▶ _PASSAGE EXTRAIT_

Même si les causes exactes de l’incendie restent à être déterminées, il est clair que la lourde perte de vies humaines est due à l'absence de gicleurs dans la partie la plus vieille de la résidence, bâtie en 1997.

Alors que la partie la plus vieille de la résidence en bois de trois étages a été rapidement dévorée par les flammes, rendant impossible l'évacuation des résidents peu mobiles, la partie la plus récente de la résidence, bâtie en 2002 et équipée de gicleurs, a subi peu de dommages suite à l'incendie.

Pendant des décennies, des pompiers, des coroners et des analystes expérimentés ont cherché à convaincre le gouvernement de rendre les gicleurs obligatoires dans toutes les résidences pour aînés, mais le gouvernement a refusé en citant les coûts qui en découleraient.

Et même aujourd'hui, après la tragédie de l'Isle-Verte, le gouvernement péquiste maintient que la question doit encore être étudiée.

Entre-temps, des informations ont filtré montrant qu'au cours des dernières années, les propriétaires de résidences pour aînés et le gouvernement du Québec ont travaillé de concert pour réduire les normes de sécurité et les coûts de fabrication des bâtiments. La priorité n’est pas la sécurité des résidents et des employés, mais plutôt que les personnes âgées soient hébergées au moindre coût avec la possibilité d’en retirer un profit. Tout cela a contribué au désastre.

▶ _PROBLÈMES À RÉSOUDRE_
1) Selon l'extrait sur l'incendie de la résidence, en quelle année la partie la plus récente du bâtiment a-t-elle été construite ?
2) Énumérez tous ceux qui, d'après l'extrait, ont cherché pendant des décennies à convaincre le gouvernement de rendre les gicleurs obligatoires dans les résidences pour aînés.
3) Recopiez à l'identique le passage de l'extrait qui débute aux mots « Même si les » et se termine après les mots « bâtie en 1997. ».
Les enregistrements constituent un matériau distinct de l'extrait.

▶ _DONNÉES FOURNIES_
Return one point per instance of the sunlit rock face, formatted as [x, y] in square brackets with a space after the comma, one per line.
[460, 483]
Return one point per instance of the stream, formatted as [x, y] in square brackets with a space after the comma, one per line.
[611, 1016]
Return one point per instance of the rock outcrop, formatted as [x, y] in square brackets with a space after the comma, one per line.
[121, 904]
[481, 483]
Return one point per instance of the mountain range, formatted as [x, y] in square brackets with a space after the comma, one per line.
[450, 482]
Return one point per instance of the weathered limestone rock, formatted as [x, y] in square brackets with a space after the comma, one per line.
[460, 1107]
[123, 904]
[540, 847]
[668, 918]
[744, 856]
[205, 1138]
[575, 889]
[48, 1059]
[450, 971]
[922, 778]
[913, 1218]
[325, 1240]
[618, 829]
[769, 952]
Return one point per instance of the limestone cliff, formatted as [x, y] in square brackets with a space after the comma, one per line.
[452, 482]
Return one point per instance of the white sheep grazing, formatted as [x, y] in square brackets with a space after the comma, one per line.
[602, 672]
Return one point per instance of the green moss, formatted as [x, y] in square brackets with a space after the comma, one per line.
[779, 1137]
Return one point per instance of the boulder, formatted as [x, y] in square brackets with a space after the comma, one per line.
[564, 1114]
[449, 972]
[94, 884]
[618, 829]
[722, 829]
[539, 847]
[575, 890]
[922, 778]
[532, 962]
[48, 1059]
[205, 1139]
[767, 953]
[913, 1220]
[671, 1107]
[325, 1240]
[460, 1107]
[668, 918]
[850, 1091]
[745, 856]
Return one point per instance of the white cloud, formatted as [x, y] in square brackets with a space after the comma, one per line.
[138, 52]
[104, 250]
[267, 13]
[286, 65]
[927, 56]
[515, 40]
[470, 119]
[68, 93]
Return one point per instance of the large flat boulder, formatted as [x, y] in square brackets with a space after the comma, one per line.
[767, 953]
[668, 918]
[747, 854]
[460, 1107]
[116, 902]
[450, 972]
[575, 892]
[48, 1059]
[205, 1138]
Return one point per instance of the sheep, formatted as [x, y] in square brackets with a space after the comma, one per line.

▶ _LES SOLUTIONS_
1) En 2002.

2) Des pompiers, des coroners et des analystes expérimentés.

3)
Même si les causes exactes de l’incendie restent à être déterminées, il est clair que la lourde perte de vies humaines est due à l'absence de gicleurs dans la partie la plus vieille de la résidence, bâtie en 1997.